Excerpted text ::
The citation called the investigation “a model for law enforcement teamwork and coordination” in solving a difficult case.

Thomas A. Betro, NCIS director, said, “Within just days, they solved a very brutal homicide. I can’t think of a more appropriate group to receive the very first unit commendation.”

“This case literally started as a whodunit,” he said after the ceremony. “But with some really great teamwork and people pulling together — and few good hunches at first — everything jelled and we solved it in a matter of days.”

Betro said he also is proud of work his agents have done in Iraq, where their tasks have expanded from at first providing protection for ambassadors and other VIPs to counterintelligence and criminal investigations. He said more than 300 agents have volunteered for Iraq duty.

On Thursday, he presented Meritorious Civilian Service Awards to special agents Douglas Robinson and Joe Kennedy for their Iraq deployments.

The award citation states the agents “conducted high-risk missions under difficult conditions and under constant fire by insurgents.”

“They’ve conducted investigations amidst the same hostilities as the soldiers are in,” Betro said. “And they all volunteered — that speaks volumes about the character of these individuals.”

Also receiving awards Thursday were Masaki Tanahara and Kunio Kiyan, technical investigative assistants. Tanahara, who has taken part in thousands of investigations over a 30-year career with NCIS, was cited for his close work with Japanese law enforcement agencies. Betro cited Kiyan for “greatly enhancing our mission in the Far East.”

Requirements ::
1. In the NCIS awards text, switch "whodunit" to "mystery" and write out the stretch from "The citation called" through "for Iraq duty.".
2. For each statement, say whether it agrees with the NCIS awards text, and quote the words that decide it: (a) More than 300 agents have volunteered for Iraq duty. (b) Tanahara was cited for his work with Korean law enforcement agencies. (c) The homicide case took several months to solve.
The material that follows comes from a different source than the NCIS awards text.

Data section ::
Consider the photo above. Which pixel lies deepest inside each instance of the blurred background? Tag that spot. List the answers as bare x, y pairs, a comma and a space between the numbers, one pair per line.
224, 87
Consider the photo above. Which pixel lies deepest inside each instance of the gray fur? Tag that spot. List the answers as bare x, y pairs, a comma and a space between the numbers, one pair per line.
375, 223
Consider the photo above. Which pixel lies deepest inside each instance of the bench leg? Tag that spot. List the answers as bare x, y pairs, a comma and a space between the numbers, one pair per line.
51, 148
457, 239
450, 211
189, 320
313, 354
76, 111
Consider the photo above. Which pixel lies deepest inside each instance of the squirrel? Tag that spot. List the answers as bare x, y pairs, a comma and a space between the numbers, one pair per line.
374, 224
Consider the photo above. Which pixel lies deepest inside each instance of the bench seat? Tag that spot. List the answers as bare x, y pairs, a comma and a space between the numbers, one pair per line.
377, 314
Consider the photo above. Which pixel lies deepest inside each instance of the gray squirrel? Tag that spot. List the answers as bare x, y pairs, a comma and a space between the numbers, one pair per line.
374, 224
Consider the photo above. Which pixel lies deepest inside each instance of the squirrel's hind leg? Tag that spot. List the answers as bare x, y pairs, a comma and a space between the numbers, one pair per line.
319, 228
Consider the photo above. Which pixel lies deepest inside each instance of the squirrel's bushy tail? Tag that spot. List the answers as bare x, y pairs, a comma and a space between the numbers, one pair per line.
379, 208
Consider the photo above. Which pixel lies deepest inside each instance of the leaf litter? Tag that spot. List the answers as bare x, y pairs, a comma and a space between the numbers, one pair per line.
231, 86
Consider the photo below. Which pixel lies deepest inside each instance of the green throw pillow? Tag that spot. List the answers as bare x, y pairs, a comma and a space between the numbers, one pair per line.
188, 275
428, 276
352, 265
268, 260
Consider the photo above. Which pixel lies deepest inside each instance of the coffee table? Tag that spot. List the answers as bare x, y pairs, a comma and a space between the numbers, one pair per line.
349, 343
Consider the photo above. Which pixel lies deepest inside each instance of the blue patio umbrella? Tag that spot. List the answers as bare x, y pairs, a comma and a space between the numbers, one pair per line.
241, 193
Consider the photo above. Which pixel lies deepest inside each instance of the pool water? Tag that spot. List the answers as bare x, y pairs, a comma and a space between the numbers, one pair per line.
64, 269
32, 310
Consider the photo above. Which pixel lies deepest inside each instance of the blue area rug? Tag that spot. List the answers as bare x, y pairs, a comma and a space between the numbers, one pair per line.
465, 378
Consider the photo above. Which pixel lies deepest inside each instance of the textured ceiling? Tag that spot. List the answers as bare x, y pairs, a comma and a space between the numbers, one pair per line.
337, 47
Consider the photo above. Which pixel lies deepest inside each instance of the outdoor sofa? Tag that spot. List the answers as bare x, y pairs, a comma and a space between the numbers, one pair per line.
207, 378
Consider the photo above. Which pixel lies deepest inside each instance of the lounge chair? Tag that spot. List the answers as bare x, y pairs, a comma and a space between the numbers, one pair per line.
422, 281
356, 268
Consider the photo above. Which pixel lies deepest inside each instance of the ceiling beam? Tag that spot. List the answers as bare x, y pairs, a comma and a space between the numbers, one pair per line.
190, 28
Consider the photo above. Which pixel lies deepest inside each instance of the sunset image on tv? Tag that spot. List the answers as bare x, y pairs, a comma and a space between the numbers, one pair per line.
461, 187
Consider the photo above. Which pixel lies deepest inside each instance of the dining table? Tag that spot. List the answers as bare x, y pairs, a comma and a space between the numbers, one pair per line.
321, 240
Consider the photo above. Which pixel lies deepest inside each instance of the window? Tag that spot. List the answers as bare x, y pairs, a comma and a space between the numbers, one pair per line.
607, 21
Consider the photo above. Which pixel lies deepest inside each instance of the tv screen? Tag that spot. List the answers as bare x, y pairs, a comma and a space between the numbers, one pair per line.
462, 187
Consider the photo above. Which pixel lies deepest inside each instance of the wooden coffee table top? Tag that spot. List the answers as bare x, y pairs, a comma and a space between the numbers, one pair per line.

Written answers ::
1.
The citation called the investigation “a model for law enforcement teamwork and coordination” in solving a difficult case.

Thomas A. Betro, NCIS director, said, “Within just days, they solved a very brutal homicide. I can’t think of a more appropriate group to receive the very first unit commendation.”

“This case literally started as a mystery,” he said after the ceremony. “But with some really great teamwork and people pulling together — and few good hunches at first — everything jelled and we solved it in a matter of days.”

Betro said he also is proud of work his agents have done in Iraq, where their tasks have expanded from at first providing protection for ambassadors and other VIPs to counterintelligence and criminal investigations. He said more than 300 agents have volunteered for Iraq duty.

2.
(a) Yes: "He said more than 300 agents have volunteered for Iraq duty."
(b) No: "was cited for his close work with Japanese law enforcement agencies."
(c) No: "we solved it in a matter of days."